Entries drawn from a collection:
— Start —

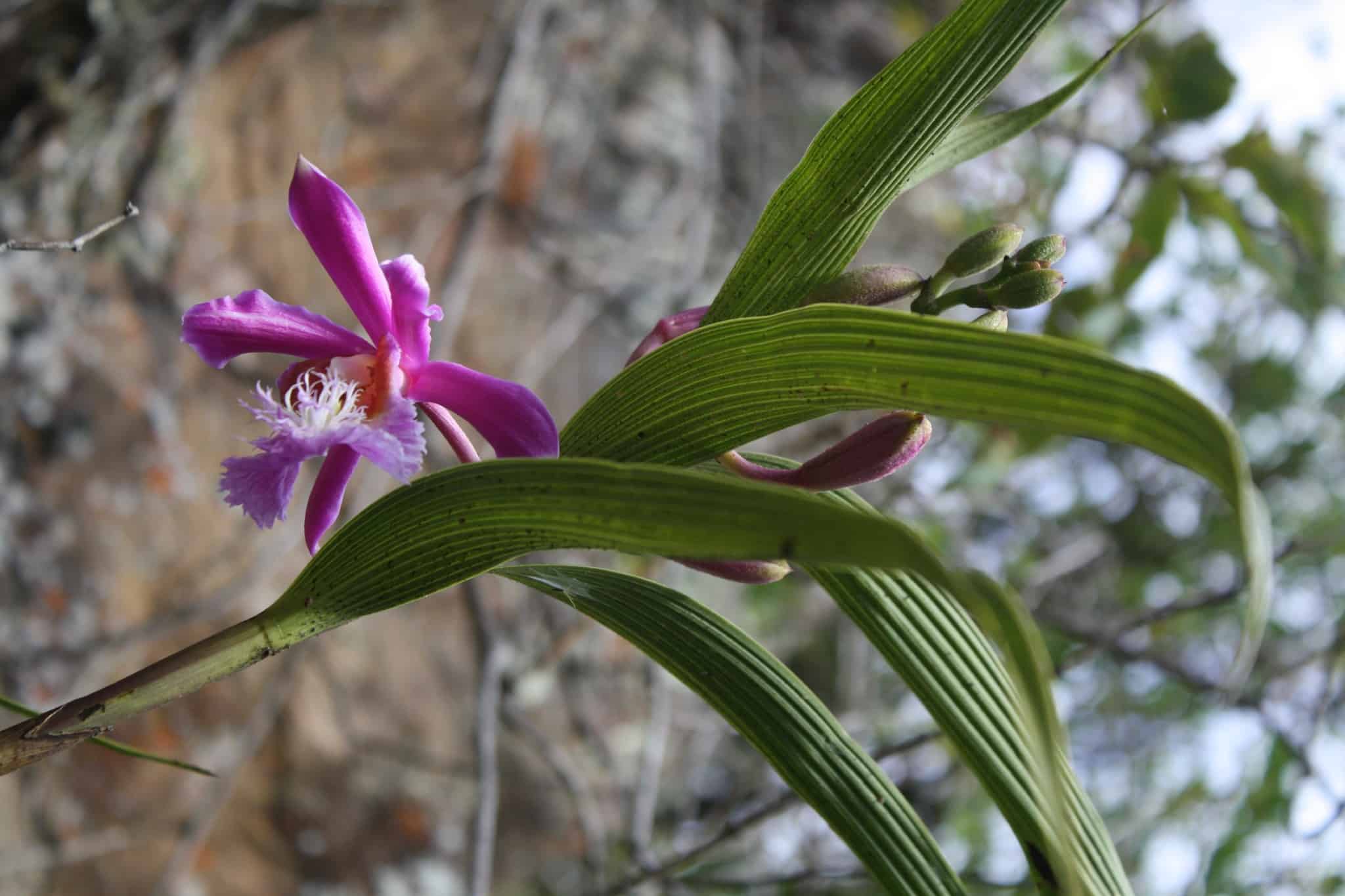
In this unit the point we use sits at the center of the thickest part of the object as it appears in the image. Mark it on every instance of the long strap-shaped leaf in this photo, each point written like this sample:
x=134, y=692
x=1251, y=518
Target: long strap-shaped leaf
x=870, y=150
x=770, y=707
x=722, y=386
x=451, y=526
x=951, y=667
x=1001, y=716
x=979, y=135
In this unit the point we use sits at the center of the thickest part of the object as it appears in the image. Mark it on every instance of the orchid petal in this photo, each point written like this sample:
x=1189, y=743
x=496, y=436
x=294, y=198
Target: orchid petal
x=510, y=417
x=261, y=485
x=335, y=228
x=254, y=322
x=412, y=310
x=328, y=490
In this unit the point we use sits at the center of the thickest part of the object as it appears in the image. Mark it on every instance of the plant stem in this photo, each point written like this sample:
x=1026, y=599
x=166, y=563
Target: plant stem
x=190, y=670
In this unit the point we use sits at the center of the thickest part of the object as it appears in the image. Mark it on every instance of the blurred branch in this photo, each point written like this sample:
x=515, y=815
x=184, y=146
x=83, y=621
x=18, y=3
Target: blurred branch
x=69, y=245
x=646, y=798
x=499, y=132
x=197, y=829
x=575, y=784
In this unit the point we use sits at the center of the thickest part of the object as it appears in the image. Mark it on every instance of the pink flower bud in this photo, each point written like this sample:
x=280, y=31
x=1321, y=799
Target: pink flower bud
x=741, y=571
x=870, y=454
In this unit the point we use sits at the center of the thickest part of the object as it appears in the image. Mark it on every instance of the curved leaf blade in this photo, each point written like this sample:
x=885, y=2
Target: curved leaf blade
x=451, y=526
x=866, y=154
x=722, y=386
x=979, y=135
x=768, y=706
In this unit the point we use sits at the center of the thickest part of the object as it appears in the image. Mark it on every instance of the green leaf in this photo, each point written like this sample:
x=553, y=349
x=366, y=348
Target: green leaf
x=1002, y=616
x=768, y=706
x=447, y=527
x=720, y=387
x=871, y=148
x=116, y=746
x=979, y=135
x=1188, y=81
x=1001, y=720
x=1147, y=230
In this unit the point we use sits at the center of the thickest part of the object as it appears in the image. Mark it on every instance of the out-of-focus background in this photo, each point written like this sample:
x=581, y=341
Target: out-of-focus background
x=571, y=171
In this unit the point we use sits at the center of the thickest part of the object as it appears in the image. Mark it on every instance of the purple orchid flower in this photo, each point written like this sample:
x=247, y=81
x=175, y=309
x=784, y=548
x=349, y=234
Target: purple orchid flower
x=353, y=396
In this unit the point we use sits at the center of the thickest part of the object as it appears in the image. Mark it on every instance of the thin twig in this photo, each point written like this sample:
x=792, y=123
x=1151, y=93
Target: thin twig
x=493, y=658
x=646, y=798
x=68, y=245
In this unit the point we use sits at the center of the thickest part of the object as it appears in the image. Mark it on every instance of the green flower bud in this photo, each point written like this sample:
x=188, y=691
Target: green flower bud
x=996, y=319
x=1026, y=289
x=870, y=285
x=982, y=251
x=1046, y=251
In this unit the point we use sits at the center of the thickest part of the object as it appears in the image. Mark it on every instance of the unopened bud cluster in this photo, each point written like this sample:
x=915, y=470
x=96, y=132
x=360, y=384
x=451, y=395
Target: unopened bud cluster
x=1024, y=280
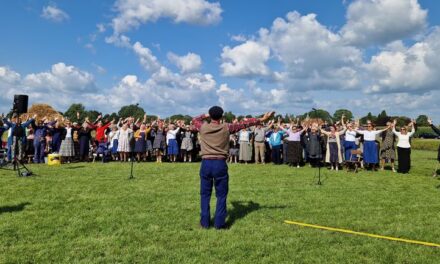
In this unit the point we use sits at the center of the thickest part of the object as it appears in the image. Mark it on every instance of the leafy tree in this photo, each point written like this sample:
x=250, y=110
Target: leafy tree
x=185, y=118
x=92, y=115
x=370, y=117
x=229, y=117
x=382, y=118
x=338, y=114
x=131, y=110
x=422, y=120
x=320, y=113
x=402, y=120
x=73, y=109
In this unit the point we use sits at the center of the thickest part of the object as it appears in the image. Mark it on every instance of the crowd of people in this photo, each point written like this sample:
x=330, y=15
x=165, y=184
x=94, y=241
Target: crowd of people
x=295, y=143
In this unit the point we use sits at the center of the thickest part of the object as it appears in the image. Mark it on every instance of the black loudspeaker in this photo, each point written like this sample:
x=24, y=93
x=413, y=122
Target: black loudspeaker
x=20, y=103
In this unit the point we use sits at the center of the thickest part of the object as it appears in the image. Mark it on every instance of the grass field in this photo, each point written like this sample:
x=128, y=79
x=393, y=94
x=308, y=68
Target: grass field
x=91, y=213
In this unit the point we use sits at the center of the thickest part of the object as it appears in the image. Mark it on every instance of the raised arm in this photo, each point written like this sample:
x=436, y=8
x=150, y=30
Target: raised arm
x=436, y=130
x=249, y=122
x=198, y=121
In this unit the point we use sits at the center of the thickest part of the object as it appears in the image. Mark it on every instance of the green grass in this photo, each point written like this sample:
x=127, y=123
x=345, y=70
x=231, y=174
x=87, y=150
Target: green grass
x=425, y=144
x=91, y=213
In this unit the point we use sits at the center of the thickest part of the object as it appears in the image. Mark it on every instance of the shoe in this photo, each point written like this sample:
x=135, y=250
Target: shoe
x=223, y=227
x=203, y=227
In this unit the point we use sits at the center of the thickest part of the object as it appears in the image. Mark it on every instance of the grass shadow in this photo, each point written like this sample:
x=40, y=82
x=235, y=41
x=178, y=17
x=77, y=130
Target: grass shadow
x=14, y=208
x=75, y=167
x=240, y=209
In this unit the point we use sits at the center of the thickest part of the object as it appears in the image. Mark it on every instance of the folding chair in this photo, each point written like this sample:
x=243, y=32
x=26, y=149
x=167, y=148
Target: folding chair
x=355, y=161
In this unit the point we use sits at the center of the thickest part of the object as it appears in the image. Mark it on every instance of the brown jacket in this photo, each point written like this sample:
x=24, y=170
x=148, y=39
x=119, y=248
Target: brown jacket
x=214, y=136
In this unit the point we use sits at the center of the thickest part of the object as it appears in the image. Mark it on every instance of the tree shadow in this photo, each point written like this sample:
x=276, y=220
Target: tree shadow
x=241, y=209
x=13, y=208
x=75, y=167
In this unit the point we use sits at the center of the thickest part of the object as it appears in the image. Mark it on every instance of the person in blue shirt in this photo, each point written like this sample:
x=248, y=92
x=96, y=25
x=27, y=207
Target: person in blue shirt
x=276, y=143
x=40, y=133
x=17, y=138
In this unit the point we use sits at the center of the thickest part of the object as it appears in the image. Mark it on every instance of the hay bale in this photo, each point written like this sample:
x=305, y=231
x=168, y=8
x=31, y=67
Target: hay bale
x=42, y=110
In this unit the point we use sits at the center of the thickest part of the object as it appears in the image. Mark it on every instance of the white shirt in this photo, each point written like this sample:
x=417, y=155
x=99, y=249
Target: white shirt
x=350, y=136
x=68, y=132
x=171, y=134
x=403, y=141
x=244, y=136
x=370, y=135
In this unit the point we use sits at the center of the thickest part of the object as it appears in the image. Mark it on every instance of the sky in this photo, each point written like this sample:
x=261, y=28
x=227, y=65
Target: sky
x=183, y=56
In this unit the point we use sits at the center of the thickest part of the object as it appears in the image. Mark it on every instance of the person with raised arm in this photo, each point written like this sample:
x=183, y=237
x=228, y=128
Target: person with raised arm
x=387, y=149
x=171, y=138
x=214, y=141
x=404, y=146
x=294, y=148
x=17, y=137
x=370, y=148
x=350, y=140
x=333, y=154
x=437, y=131
x=259, y=142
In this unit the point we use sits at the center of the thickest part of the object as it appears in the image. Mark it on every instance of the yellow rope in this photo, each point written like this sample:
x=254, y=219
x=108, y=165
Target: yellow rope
x=363, y=234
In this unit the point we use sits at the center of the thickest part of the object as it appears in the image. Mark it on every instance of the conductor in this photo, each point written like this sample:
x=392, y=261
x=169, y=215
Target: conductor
x=214, y=141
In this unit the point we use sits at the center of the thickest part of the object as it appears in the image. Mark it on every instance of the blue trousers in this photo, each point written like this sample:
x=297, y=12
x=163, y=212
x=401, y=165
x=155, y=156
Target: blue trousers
x=213, y=172
x=349, y=146
x=276, y=154
x=39, y=147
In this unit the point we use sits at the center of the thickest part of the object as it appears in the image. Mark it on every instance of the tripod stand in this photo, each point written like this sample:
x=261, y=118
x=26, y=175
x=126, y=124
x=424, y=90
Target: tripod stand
x=131, y=165
x=17, y=163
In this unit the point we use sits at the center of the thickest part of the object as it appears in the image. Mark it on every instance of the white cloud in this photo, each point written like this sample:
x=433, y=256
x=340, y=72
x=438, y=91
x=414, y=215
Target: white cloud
x=306, y=54
x=101, y=28
x=253, y=99
x=146, y=57
x=60, y=87
x=239, y=38
x=133, y=13
x=247, y=59
x=190, y=62
x=53, y=13
x=381, y=21
x=400, y=69
x=61, y=78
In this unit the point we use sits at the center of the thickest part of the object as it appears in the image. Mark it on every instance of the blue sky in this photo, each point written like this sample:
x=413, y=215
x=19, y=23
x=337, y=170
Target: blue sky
x=248, y=56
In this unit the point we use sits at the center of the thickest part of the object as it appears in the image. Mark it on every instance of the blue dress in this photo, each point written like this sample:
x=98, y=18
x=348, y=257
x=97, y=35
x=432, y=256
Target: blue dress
x=141, y=144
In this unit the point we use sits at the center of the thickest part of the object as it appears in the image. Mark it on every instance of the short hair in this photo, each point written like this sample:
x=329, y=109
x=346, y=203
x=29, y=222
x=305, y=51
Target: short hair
x=216, y=112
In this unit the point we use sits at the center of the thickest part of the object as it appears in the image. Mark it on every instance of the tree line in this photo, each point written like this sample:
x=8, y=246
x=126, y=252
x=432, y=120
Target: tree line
x=138, y=112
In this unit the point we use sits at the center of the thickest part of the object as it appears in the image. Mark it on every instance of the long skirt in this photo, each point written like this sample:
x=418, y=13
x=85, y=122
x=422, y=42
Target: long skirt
x=294, y=152
x=404, y=156
x=140, y=146
x=84, y=146
x=56, y=142
x=334, y=153
x=115, y=146
x=187, y=144
x=370, y=152
x=245, y=151
x=149, y=146
x=349, y=146
x=173, y=147
x=67, y=148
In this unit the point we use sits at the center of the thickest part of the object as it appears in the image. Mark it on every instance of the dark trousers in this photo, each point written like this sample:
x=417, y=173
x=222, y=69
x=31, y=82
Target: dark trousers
x=39, y=147
x=213, y=172
x=276, y=154
x=404, y=156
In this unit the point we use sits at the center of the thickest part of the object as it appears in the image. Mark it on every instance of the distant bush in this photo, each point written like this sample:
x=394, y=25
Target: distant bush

— End —

GOAL: Express the lines of the records, from the line containing "of the out-of-focus" up to and including the line containing "Target: out-of-focus background", as a Markdown table with a "Row" column for the row number and a "Line" column for the line itself. Leave out any blank lines.

EXERCISE ANSWER:
| Row | Line |
|---|---|
| 1 | In this unit the point we use sits at the center of the thickest part of the object as it appears in the image. Mark it on every instance of the out-of-focus background in this photo, each point written like this sample: |
| 2 | x=581, y=341 |
| 3 | Target: out-of-focus background |